### ТЕКСТ ДЛЯ ЧТЕНИЯ
==============================
Что же касается восстановления традиционного союза России с Австрией против Турции, то русской дипломатии было хорошо известно, что Австрия не могла быть надежным союзником, поскольку интересы России и Австрии в Балканском вопросе не были идентичными.

Изолированная в Европе и ослабленная после Семилетней войны, Пруссия сама нуждалась в союзе с Россией: «Фридриху, — как писал Ф. Энгельс, — покинутому своей последней и единственной союзницей, Англией, надолго рассорившемуся с Австрией и Францией, истощенному семилетней борьбой... не оставалось другого выбора, как броситься к ногам только что взошедшей на трон царицы» (К. Маркс, и Ф. Энгельс. Соч.. изд. 2-е, т. 22, с. 23).

Русская дипломатия, как уже отмечалось, не усматривала в ослабленной Пруссии серьезную силу в Европе и могла рассчитывать на ее содействие. Русско-прусское сближение увенчалось заключением военного союза (1764 г.).
==============================
### МАТЕРИАЛ
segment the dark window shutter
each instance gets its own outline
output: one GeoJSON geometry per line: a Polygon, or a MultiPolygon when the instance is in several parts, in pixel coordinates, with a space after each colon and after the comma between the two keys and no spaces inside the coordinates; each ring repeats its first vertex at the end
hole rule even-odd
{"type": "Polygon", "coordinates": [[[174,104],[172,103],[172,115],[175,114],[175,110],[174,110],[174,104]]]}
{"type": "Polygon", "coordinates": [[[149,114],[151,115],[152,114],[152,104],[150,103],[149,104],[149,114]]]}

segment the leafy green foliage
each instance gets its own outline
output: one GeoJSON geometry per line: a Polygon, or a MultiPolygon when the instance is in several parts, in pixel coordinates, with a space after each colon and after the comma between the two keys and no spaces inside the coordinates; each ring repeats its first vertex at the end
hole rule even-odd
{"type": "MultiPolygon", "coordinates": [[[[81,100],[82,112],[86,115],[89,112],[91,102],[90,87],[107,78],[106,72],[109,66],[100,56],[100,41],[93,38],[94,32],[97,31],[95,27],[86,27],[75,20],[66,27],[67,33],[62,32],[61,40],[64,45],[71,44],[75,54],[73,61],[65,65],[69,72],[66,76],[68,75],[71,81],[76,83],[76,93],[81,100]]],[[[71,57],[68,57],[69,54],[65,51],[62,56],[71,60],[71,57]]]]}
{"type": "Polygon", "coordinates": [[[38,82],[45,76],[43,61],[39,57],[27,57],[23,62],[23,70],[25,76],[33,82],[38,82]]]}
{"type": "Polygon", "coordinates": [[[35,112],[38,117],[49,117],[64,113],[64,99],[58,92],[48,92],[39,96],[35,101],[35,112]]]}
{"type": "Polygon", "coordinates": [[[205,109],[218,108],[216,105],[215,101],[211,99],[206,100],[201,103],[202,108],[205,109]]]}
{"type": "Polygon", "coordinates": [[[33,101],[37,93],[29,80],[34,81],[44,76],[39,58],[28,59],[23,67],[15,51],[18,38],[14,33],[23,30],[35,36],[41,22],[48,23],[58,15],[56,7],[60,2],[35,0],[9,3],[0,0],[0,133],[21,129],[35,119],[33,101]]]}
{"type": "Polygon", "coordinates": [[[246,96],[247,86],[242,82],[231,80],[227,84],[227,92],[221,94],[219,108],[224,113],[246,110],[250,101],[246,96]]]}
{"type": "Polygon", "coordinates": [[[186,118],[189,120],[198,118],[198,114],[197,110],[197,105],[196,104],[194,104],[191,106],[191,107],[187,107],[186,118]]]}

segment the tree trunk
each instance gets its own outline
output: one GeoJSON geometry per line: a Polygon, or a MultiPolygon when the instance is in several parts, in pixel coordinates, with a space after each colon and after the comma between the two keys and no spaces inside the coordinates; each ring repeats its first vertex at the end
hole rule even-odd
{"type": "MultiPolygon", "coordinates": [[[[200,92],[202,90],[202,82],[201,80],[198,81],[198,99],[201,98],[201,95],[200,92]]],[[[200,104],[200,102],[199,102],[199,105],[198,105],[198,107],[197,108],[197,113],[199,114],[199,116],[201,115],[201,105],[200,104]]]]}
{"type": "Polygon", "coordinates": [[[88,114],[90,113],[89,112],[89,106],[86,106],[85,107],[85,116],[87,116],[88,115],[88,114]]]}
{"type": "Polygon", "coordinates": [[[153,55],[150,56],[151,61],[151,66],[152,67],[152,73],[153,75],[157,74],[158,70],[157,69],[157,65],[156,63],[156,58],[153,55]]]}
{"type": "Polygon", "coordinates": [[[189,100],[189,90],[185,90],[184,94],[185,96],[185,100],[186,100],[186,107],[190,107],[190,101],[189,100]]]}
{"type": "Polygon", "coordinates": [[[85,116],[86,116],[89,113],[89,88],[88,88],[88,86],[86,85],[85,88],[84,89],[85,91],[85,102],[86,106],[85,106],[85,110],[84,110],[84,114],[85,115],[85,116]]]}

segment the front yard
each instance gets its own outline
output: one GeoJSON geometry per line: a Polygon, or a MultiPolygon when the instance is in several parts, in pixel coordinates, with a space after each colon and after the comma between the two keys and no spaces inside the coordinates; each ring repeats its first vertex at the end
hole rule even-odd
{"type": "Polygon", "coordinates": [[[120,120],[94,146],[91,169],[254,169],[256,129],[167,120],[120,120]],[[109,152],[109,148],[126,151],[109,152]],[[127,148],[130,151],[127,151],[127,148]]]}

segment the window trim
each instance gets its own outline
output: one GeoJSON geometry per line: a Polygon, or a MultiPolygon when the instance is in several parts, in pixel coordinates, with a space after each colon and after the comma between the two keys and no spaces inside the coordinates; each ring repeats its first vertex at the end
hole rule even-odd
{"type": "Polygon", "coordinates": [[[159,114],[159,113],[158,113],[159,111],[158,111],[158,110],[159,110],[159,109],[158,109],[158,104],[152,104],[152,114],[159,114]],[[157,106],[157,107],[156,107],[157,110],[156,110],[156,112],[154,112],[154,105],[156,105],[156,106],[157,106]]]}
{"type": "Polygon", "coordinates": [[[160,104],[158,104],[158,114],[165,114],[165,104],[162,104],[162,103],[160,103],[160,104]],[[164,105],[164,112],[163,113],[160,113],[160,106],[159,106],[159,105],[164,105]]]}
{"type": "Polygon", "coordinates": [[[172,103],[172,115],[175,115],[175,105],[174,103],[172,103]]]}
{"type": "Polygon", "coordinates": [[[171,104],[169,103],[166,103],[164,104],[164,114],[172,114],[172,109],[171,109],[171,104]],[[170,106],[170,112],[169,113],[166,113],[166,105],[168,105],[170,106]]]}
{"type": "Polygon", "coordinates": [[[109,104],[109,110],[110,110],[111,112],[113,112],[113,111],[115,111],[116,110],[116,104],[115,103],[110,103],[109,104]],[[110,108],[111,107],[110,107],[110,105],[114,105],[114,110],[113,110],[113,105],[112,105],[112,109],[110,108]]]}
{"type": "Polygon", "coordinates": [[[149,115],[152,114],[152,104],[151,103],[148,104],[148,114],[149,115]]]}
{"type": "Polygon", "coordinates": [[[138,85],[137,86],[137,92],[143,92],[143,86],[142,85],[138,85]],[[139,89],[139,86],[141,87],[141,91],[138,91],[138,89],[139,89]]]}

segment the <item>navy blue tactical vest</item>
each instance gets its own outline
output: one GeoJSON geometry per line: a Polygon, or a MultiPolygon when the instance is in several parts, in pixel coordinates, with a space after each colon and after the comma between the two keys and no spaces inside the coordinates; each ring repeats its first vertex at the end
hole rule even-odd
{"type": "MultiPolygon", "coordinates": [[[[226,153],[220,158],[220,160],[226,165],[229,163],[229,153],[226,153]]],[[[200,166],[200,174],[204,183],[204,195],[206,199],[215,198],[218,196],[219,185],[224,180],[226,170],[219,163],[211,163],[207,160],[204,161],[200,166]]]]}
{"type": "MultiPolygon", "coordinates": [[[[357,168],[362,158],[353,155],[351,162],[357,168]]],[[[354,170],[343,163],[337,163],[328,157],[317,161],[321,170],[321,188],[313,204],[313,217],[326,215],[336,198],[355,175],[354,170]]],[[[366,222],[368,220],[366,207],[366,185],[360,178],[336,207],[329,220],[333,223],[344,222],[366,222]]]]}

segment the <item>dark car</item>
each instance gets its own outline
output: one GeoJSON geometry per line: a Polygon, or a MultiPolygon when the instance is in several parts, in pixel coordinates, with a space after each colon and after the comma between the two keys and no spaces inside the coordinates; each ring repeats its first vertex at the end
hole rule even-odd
==============================
### ЗАДАНИЕ 1
Перепечатайте из текста о русской дипломатии без изменений всё от слов «Что же касается» и ниже вплоть до слов «союза (1764 г.).».
### ЗАДАНИЕ 2
Объясните в одном–трех предложениях по тексту о русской дипломатии, почему Австрия не могла быть для России надежным союзником против Турции.
Записи к выполнению никакого отношения не имеют.

### РЕЗУЛЬТАТ ВЫПОЛНЕНИЯ 1
Что же касается восстановления традиционного союза России с Австрией против Турции, то русской дипломатии было хорошо известно, что Австрия не могла быть надежным союзником, поскольку интересы России и Австрии в Балканском вопросе не были идентичными.

Изолированная в Европе и ослабленная после Семилетней войны, Пруссия сама нуждалась в союзе с Россией: «Фридриху, — как писал Ф. Энгельс, — покинутому своей последней и единственной союзницей, Англией, надолго рассорившемуся с Австрией и Францией, истощенному семилетней борьбой... не оставалось другого выбора, как броситься к ногам только что взошедшей на трон царицы» (К. Маркс, и Ф. Энгельс. Соч.. изд. 2-е, т. 22, с. 23).

Русская дипломатия, как уже отмечалось, не усматривала в ослабленной Пруссии серьезную силу в Европе и могла рассчитывать на ее содействие. Русско-прусское сближение увенчалось заключением военного союза (1764 г.).

### РЕЗУЛЬТАТ ВЫПОЛНЕНИЯ 2
Австрия не могла быть надежным союзником, поскольку интересы России и Австрии в Балканском вопросе не были идентичными.